## Written instruction
Rewrite the entries from the line with "Practice step: identify the white sleeveless" through the end of the entries, switching every "Practice step" to "Drill" and keeping all else unchanged. Return only those lines.

Dataset entries on object pointing:
==========
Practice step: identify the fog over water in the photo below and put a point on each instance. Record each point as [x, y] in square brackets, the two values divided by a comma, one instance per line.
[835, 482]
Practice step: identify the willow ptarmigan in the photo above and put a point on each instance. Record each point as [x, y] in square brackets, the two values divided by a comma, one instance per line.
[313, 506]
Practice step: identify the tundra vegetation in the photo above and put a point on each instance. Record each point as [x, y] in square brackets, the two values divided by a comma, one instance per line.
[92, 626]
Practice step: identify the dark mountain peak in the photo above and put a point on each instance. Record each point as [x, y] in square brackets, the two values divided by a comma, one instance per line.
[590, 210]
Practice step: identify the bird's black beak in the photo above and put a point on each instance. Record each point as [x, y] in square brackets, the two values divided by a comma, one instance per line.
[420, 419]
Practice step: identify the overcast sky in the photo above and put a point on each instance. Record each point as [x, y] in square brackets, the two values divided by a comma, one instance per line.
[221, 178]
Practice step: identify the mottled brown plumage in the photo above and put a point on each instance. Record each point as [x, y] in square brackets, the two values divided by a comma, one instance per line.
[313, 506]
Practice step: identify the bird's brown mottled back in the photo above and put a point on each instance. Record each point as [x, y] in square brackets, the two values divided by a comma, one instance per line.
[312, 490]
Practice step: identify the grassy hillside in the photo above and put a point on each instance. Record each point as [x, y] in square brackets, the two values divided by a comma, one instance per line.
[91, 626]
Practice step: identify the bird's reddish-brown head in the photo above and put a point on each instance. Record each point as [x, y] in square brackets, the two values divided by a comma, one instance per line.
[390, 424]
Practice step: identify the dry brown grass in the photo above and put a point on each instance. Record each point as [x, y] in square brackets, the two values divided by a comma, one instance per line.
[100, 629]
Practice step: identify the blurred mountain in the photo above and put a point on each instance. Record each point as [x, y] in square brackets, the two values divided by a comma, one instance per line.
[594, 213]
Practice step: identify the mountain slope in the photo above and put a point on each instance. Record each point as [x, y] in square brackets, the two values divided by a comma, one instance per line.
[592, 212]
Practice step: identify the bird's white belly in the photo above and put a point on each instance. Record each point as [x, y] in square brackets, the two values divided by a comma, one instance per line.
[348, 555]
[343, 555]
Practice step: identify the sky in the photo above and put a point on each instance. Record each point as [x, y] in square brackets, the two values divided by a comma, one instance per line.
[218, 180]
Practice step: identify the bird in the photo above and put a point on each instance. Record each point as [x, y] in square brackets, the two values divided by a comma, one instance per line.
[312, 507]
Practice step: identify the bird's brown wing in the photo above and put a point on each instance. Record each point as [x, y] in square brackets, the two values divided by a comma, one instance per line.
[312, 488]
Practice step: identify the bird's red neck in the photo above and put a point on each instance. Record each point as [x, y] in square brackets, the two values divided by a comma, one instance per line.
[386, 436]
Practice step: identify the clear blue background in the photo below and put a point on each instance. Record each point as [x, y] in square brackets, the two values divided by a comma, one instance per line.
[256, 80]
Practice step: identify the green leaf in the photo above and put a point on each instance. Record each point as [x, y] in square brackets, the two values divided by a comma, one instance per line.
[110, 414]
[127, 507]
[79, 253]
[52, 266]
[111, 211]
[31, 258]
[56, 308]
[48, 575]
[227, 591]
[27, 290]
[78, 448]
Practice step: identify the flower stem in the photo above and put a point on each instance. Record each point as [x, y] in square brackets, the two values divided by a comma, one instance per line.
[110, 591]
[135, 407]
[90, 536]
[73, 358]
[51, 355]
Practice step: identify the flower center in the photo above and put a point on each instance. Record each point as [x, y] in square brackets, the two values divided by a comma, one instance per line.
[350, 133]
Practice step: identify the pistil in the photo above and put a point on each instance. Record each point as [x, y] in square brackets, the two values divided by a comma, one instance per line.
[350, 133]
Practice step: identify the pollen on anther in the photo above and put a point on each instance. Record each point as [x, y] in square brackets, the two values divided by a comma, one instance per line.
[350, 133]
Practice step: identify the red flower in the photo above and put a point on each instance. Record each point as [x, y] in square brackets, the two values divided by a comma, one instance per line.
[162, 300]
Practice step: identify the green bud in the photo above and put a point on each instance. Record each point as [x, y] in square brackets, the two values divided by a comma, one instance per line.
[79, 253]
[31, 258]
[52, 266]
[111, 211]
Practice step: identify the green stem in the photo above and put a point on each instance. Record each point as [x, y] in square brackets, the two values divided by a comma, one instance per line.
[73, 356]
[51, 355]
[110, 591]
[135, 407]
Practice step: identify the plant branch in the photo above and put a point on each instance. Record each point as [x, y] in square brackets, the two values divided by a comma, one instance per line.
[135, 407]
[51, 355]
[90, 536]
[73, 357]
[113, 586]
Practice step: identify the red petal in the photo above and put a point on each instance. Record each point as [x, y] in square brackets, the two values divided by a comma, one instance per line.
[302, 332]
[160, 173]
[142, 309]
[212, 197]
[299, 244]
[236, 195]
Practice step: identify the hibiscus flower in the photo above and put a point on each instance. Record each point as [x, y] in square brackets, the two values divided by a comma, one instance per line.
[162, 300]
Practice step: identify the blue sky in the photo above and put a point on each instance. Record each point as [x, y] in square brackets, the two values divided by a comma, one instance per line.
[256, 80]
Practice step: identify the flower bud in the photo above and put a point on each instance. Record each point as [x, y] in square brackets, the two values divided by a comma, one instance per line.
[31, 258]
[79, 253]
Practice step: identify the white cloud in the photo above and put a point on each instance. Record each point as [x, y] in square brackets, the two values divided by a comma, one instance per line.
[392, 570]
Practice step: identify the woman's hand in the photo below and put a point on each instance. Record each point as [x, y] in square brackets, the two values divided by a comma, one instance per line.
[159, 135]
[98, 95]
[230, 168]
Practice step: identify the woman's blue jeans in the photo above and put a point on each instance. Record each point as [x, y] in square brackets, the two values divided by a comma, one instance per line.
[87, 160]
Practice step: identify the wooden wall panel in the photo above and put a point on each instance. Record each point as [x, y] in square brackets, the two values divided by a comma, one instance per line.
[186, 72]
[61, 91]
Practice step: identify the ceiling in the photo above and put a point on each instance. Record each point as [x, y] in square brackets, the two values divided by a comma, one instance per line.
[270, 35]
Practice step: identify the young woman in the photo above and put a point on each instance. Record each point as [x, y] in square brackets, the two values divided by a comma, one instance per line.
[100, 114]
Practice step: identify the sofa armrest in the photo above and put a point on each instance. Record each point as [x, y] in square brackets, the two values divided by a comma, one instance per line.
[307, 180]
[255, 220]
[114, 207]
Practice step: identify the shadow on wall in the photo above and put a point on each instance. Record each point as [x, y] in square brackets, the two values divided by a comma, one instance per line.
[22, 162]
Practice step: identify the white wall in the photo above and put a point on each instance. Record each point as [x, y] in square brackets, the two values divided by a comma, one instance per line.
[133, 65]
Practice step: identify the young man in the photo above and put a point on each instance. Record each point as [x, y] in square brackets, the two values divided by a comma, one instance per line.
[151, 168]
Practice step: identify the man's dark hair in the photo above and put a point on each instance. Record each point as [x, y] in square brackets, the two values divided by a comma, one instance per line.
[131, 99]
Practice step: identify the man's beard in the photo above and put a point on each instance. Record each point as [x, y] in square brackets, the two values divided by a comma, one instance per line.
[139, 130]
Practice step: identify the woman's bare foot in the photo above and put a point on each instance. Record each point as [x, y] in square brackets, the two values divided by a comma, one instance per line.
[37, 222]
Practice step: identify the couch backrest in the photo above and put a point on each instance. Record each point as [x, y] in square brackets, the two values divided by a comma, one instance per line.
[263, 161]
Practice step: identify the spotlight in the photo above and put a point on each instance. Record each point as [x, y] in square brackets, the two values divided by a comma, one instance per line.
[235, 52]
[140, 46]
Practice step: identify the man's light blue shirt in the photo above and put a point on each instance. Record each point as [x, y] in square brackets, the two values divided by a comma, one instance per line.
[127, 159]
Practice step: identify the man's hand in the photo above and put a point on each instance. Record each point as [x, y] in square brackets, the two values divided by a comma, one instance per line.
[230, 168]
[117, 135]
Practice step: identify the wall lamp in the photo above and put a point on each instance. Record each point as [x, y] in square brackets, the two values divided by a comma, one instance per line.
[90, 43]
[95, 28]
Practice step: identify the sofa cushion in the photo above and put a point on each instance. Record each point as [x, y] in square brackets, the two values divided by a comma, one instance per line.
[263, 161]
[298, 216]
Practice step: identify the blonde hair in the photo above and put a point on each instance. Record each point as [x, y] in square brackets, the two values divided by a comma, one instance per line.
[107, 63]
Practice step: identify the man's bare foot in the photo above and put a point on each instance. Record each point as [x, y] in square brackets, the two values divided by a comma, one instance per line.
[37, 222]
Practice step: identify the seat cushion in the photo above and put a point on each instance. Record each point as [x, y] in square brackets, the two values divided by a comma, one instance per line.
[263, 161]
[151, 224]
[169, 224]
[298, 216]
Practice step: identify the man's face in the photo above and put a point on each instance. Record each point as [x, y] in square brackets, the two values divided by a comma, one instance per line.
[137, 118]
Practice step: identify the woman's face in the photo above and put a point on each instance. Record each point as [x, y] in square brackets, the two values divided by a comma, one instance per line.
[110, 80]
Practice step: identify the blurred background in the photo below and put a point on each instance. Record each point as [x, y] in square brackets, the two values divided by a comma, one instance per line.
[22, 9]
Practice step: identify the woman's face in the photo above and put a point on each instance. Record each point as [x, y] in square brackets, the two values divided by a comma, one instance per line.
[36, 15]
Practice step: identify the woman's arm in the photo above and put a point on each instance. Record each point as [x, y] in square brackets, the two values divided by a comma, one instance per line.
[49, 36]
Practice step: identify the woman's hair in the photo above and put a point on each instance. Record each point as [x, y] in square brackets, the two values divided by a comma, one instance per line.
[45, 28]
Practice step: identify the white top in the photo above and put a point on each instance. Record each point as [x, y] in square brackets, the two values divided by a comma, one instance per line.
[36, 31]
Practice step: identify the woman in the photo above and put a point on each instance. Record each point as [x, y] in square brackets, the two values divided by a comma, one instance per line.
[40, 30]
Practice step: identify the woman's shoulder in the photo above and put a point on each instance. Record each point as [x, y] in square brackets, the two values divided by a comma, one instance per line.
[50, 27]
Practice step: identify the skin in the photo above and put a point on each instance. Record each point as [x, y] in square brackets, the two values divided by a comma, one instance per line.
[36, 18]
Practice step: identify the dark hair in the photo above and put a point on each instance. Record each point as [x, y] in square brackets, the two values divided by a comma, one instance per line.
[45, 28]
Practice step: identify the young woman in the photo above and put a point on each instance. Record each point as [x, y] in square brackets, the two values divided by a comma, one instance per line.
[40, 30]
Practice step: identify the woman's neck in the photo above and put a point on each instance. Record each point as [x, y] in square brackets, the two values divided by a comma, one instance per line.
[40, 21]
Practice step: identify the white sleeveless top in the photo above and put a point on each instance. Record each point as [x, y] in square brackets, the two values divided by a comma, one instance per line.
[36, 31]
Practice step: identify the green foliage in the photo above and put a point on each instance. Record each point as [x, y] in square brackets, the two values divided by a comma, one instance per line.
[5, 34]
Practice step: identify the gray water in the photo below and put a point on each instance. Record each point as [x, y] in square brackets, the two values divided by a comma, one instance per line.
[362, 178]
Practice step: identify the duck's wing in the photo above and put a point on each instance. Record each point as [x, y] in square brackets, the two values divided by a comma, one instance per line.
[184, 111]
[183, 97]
==========
## Worked solution
Drill: identify the white sleeveless top in the photo above and put a point on each instance. Record each point as [x, y] in square brackets, the two values divided by a comma, one instance per line.
[36, 31]
Drill: identify the green foliage in the photo above and put a point on each instance. Record each point as [x, y] in square brackets, the two values divided by a comma, one instance per line.
[5, 34]
Drill: identify the gray water in the photo below and put a point on each instance. Record each point as [x, y] in square brackets, the two values divided by a comma, one instance per line.
[362, 178]
Drill: identify the duck's wing in the photo above and put a point on each instance. Record each point as [x, y] in square brackets, the two values divided by a comma, one instance per line.
[184, 111]
[183, 97]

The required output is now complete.